- [Фрагмент текста]:
15.10.2019
В Саратове по дороге в школу пропала девятилетняя девочка. Два дня весь город искал Лизу Киселеву — ее нашли мертвой. Вскоре был схвачен и подозреваемый — Михаил Туватин, позднее признавшийся в убийстве.
История, казалось бы, «камерная», но жуткая, ибо почти каждый может примерить ее на своего ребенка. После задержания город забурлил отмщением: саратовцы устроили у отделения МВД стихийный митинг, требуя выдать подонка. Окажись он в руках толпы — и его бы разорвали на части.
В тот же день, 11 октября, депутаты Госдумы Евгений Примаков и Ольга Алимова предложили отменить в России мораторий на смертную казнь для убийц и насильников детей. На странице Госдумы «ВКонтакте» открыто голосование, в нем уже приняли участие более 100 тысяч человек, и 80 процентов из них поддерживают инициативу народных избранников.
Тема смертной казни неизменно вызывает широкий резонанс, хотя все аргументы давно озвучены. Также хорошо известно, что большинство людей, «голосуя сердцем», выступают «за». Их чувства понятны. Невыносимо думать, что ребенок мертв, а изверг, лишивший его жизни, по-прежнему смотрит на солнце. И ведь однажды зверь может выйти на свободу и отправиться за новой добычей. Есть преступления, на которые смертная казнь кажется единственно возможным ответом.
Есть лишь одно весомое возражение против такой меры — опасность осудить невиновного. А от ошибок не застрахован ни один суд. Исследование ФБР показало, что за тридцать лет (с 1979 по 2009 год) в США 27 человек были казнены за преступления, которых не совершали. Вот и наша правоохранительная система весьма далека от идеала! Число оправдательных приговоров в российских судах ничтожно; зачастую люди предстают перед Фемидой на основании сомнительных или прямо подтасованных улик; и порой лишь громкое общественное вмешательство помогает восстановить справедливость. Но человека, отправленного по ошибке в тюрьму, можно оттуда вытащить, а безвинно казненного уже не спасешь.

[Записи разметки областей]
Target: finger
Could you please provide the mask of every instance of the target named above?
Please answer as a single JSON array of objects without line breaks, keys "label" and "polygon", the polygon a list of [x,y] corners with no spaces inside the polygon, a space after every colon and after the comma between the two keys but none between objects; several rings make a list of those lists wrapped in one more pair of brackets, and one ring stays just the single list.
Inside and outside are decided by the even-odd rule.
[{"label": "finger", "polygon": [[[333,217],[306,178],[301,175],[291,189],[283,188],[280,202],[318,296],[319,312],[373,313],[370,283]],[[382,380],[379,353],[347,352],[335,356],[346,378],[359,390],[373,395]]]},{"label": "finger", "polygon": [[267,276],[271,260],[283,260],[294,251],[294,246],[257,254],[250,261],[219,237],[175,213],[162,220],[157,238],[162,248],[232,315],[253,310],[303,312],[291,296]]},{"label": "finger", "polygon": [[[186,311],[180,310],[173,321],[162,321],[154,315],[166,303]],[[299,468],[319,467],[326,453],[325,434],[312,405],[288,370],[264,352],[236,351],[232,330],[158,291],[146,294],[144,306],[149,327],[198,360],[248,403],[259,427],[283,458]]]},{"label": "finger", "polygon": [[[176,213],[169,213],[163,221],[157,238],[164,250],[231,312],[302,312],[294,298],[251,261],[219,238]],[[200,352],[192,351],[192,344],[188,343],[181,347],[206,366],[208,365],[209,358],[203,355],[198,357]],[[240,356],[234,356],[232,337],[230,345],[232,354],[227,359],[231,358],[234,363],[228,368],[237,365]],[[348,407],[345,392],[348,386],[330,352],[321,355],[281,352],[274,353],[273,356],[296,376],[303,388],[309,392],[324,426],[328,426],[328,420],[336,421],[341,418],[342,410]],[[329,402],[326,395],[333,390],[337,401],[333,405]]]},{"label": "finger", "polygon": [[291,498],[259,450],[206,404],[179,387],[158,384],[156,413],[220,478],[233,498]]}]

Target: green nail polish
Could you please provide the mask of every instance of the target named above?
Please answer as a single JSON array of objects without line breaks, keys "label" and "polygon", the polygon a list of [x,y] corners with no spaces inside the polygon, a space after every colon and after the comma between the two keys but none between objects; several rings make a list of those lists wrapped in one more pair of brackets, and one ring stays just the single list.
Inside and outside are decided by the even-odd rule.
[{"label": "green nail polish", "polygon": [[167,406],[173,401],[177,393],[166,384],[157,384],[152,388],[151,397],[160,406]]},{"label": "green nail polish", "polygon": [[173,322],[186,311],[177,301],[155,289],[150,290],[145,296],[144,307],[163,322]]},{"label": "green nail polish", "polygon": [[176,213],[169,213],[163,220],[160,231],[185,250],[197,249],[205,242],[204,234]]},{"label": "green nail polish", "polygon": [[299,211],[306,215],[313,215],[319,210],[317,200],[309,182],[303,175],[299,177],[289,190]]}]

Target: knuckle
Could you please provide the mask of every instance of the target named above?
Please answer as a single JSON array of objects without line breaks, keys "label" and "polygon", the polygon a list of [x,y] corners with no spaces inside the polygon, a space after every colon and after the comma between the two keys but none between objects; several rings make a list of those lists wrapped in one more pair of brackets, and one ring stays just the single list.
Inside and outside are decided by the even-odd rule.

...

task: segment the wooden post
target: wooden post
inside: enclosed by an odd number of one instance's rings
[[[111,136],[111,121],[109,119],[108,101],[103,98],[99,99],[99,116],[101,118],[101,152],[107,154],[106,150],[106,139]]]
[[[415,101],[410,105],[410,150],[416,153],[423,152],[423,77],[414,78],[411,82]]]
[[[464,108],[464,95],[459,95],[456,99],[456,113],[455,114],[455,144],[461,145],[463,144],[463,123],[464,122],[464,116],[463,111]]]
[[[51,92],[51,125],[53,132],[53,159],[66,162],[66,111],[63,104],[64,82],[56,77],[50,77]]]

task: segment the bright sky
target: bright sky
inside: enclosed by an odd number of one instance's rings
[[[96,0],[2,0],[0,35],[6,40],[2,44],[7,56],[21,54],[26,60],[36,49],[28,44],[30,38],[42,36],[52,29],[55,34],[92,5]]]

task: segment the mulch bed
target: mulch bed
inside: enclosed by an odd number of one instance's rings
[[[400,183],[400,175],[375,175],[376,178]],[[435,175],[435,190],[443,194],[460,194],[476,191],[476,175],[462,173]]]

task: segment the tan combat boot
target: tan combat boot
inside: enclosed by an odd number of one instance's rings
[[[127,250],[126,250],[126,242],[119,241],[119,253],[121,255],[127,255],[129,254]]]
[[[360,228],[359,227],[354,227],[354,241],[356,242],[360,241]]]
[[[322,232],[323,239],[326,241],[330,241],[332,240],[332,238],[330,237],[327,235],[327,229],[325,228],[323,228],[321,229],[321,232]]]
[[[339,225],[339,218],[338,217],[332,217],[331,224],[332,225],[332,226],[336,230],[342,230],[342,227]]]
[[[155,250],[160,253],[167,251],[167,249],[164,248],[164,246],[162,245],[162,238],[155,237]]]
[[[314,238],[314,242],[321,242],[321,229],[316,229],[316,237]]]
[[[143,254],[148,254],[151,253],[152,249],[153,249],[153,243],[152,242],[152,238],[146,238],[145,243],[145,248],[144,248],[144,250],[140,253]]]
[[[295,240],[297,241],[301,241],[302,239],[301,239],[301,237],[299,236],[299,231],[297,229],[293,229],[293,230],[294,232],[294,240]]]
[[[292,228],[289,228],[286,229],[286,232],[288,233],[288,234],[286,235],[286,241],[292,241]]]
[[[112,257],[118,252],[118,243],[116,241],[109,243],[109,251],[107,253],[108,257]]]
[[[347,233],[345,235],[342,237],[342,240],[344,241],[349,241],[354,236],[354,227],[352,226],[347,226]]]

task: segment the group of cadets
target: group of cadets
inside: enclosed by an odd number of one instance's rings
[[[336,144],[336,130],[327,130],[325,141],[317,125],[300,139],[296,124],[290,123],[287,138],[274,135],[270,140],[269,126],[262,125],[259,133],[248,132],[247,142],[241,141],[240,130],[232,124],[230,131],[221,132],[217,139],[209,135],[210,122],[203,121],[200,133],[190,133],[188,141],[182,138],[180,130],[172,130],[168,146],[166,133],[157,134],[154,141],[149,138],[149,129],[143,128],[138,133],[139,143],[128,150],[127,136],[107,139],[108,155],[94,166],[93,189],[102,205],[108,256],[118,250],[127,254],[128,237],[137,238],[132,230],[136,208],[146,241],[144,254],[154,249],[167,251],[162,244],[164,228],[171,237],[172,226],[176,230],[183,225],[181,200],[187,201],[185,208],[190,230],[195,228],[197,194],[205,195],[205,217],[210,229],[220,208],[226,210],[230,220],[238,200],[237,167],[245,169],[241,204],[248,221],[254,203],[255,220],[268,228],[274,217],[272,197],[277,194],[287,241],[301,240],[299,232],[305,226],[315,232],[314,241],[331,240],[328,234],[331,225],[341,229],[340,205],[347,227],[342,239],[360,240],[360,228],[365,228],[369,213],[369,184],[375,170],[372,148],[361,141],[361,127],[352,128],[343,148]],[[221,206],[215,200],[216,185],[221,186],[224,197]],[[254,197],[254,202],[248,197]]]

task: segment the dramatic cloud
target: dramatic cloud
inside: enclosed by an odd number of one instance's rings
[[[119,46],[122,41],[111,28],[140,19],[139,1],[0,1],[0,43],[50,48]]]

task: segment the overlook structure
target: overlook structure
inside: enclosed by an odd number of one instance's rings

- [Что нужно сделать]:
A – Соберите все строки, в которых встречается слово «cadets», с учетом регистра букв.
B – Пожалуйста, продолжите текст о смертной казни с места сразу после его последнего предложения.

- [Ответы к заданиям]:
A –
task: segment the group of cadets
target: group of cadets

B –
У нашей страны есть печальный опыт неразборчивого применения смертной казни. Слишком это удобный инструмент в руках власть имущих. Начав с тех, кто по всем понятиям заслуживает смерти — с детоубийц — не выйдет ли слишком легким расширять «исключительную меру наказания» и дальше? Тот же Евгений Примаков пишет, что необходимо казнить не только убийц детей и педофилов, но и террористов, и коррупционеров, и виновных в «измене и предательстве Родины». Чем дальше — тем более широки и расплывчаты категории, и тем проще становится «подвести под статью» неугодного человека.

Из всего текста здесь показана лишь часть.